--- Start of GIVEN DATA ---
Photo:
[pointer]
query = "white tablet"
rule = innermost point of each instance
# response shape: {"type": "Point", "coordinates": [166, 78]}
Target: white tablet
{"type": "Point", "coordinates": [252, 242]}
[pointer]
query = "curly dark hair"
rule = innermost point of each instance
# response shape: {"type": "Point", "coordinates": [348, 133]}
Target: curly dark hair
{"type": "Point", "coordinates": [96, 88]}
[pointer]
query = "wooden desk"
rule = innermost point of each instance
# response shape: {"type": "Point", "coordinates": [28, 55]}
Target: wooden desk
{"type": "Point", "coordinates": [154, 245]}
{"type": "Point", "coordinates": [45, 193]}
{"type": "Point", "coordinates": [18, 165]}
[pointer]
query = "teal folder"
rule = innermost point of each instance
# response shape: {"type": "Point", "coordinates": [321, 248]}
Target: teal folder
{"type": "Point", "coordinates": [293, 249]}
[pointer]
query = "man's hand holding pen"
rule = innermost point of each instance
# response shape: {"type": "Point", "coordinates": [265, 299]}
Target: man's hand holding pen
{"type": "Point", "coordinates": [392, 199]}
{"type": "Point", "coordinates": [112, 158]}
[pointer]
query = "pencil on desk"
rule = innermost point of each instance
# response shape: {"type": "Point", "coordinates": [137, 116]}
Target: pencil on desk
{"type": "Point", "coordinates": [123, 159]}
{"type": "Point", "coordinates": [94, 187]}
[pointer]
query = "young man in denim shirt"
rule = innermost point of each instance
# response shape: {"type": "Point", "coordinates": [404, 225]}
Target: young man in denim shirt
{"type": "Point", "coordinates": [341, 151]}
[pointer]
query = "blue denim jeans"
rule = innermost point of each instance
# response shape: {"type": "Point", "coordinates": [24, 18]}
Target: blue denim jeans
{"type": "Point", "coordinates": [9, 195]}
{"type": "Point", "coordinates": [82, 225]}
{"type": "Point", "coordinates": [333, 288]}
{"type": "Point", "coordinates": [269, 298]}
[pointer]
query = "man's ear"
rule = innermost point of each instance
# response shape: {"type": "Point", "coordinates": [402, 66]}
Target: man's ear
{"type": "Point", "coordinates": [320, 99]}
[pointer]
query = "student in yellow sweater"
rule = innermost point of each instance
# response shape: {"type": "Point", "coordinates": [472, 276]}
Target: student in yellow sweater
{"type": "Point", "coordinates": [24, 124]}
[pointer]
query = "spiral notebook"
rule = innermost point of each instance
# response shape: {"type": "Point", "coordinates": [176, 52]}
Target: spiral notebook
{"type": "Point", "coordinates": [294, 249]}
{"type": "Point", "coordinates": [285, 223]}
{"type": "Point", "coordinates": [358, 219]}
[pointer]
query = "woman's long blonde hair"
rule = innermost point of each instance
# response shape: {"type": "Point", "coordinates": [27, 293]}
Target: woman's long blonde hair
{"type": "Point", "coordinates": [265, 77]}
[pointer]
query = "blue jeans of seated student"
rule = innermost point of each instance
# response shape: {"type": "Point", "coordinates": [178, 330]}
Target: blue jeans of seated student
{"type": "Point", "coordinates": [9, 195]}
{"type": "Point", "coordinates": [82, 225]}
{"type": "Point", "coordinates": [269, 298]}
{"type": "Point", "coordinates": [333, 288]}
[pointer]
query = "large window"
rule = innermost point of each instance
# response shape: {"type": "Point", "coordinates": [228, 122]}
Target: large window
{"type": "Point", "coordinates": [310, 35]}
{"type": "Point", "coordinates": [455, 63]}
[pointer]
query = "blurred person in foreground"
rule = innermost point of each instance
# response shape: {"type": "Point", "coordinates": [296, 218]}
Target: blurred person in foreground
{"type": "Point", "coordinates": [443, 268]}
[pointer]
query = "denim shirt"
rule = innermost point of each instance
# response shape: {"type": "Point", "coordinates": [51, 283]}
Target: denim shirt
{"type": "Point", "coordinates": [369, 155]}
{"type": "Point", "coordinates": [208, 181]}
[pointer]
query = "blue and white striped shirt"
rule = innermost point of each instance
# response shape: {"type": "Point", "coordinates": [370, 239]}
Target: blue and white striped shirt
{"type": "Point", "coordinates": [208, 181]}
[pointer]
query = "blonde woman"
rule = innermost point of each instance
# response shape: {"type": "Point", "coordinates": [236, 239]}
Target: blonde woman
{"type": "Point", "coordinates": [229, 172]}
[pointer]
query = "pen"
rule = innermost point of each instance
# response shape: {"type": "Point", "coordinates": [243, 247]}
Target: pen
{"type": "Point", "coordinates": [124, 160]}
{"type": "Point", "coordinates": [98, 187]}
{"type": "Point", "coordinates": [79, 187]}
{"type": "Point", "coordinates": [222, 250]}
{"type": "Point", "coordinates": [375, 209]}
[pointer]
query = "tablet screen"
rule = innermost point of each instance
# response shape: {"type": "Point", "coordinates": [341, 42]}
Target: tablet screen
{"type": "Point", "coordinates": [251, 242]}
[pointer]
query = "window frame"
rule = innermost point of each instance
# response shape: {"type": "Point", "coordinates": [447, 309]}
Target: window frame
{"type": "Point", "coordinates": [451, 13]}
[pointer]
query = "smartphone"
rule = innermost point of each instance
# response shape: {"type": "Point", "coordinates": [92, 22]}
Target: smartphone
--- End of GIVEN DATA ---
Word for word, write out the data.

Photo:
[pointer]
query = "white tablet"
rule = innermost point of each instance
# response shape: {"type": "Point", "coordinates": [166, 78]}
Target: white tablet
{"type": "Point", "coordinates": [252, 242]}
[pointer]
query = "curly dark hair"
rule = innermost point of each instance
# response shape: {"type": "Point", "coordinates": [348, 133]}
Target: curly dark hair
{"type": "Point", "coordinates": [96, 88]}
[pointer]
query = "wooden desk"
rule = innermost point of each instance
# response shape: {"type": "Point", "coordinates": [28, 55]}
Target: wooden desk
{"type": "Point", "coordinates": [154, 245]}
{"type": "Point", "coordinates": [45, 193]}
{"type": "Point", "coordinates": [18, 165]}
[pointer]
query = "teal folder"
rule = innermost point of each instance
# response shape: {"type": "Point", "coordinates": [321, 248]}
Target: teal folder
{"type": "Point", "coordinates": [293, 249]}
[pointer]
query = "man's hand holding pen"
rule = innermost point of each instance
# response shape: {"type": "Point", "coordinates": [265, 299]}
Target: man's hand holding pen
{"type": "Point", "coordinates": [392, 199]}
{"type": "Point", "coordinates": [112, 158]}
[pointer]
query = "pencil on desk"
rule = innermost point of each instance
# response shape: {"type": "Point", "coordinates": [137, 116]}
Target: pencil on desk
{"type": "Point", "coordinates": [123, 159]}
{"type": "Point", "coordinates": [94, 187]}
[pointer]
query = "young man in denim shirt"
rule = innermost point of each instance
# response shape: {"type": "Point", "coordinates": [404, 225]}
Target: young man in denim shirt
{"type": "Point", "coordinates": [341, 151]}
[pointer]
query = "blue denim jeans"
rule = innermost point of each instance
# response shape: {"type": "Point", "coordinates": [24, 18]}
Target: blue denim jeans
{"type": "Point", "coordinates": [9, 195]}
{"type": "Point", "coordinates": [82, 225]}
{"type": "Point", "coordinates": [333, 288]}
{"type": "Point", "coordinates": [269, 298]}
[pointer]
query = "man's ear"
rule = innermost point of each instance
# response shape: {"type": "Point", "coordinates": [402, 66]}
Target: man's ear
{"type": "Point", "coordinates": [320, 99]}
[pointer]
query = "student in yellow sweater"
rule = innermost point of each instance
# response shape: {"type": "Point", "coordinates": [472, 276]}
Target: student in yellow sweater
{"type": "Point", "coordinates": [24, 124]}
[pointer]
query = "spiral notebook"
rule = innermost point of each instance
# response shape: {"type": "Point", "coordinates": [176, 52]}
Target: spiral notebook
{"type": "Point", "coordinates": [294, 249]}
{"type": "Point", "coordinates": [285, 223]}
{"type": "Point", "coordinates": [358, 219]}
[pointer]
query = "woman's long blonde hair"
rule = innermost point of each instance
# response shape: {"type": "Point", "coordinates": [27, 293]}
Target: woman's long blonde hair
{"type": "Point", "coordinates": [265, 77]}
[pointer]
query = "blue jeans of seated student"
rule = innermost point of each instance
# response shape: {"type": "Point", "coordinates": [178, 330]}
Target: blue jeans of seated student
{"type": "Point", "coordinates": [9, 195]}
{"type": "Point", "coordinates": [82, 225]}
{"type": "Point", "coordinates": [269, 298]}
{"type": "Point", "coordinates": [333, 288]}
[pointer]
query = "large window"
rule = innermost point of each instance
# response shape: {"type": "Point", "coordinates": [228, 122]}
Target: large window
{"type": "Point", "coordinates": [310, 35]}
{"type": "Point", "coordinates": [455, 63]}
[pointer]
query = "blurred person in foreground"
rule = innermost point of each instance
# response shape: {"type": "Point", "coordinates": [296, 218]}
Target: blurred person in foreground
{"type": "Point", "coordinates": [443, 268]}
[pointer]
query = "denim shirt"
rule = innermost point of each instance
# response shape: {"type": "Point", "coordinates": [51, 283]}
Target: denim shirt
{"type": "Point", "coordinates": [369, 155]}
{"type": "Point", "coordinates": [208, 181]}
[pointer]
query = "blue and white striped shirt"
rule = innermost point of each instance
# response shape: {"type": "Point", "coordinates": [370, 239]}
Target: blue and white striped shirt
{"type": "Point", "coordinates": [208, 181]}
[pointer]
query = "blonde woman"
rule = innermost point of each instance
# response shape: {"type": "Point", "coordinates": [236, 239]}
Target: blonde woman
{"type": "Point", "coordinates": [229, 172]}
[pointer]
query = "pen"
rule = innermost point of each instance
# response shape: {"type": "Point", "coordinates": [243, 247]}
Target: pen
{"type": "Point", "coordinates": [124, 160]}
{"type": "Point", "coordinates": [98, 187]}
{"type": "Point", "coordinates": [79, 187]}
{"type": "Point", "coordinates": [222, 250]}
{"type": "Point", "coordinates": [375, 209]}
[pointer]
query = "tablet screen"
rule = innermost point of each instance
# response shape: {"type": "Point", "coordinates": [341, 42]}
Target: tablet screen
{"type": "Point", "coordinates": [251, 242]}
[pointer]
query = "window frame"
rule = innermost point of each instance
# response shape: {"type": "Point", "coordinates": [447, 309]}
Target: window frame
{"type": "Point", "coordinates": [451, 13]}
[pointer]
query = "smartphone"
rule = innermost point of each instance
# response shape: {"type": "Point", "coordinates": [92, 22]}
Target: smartphone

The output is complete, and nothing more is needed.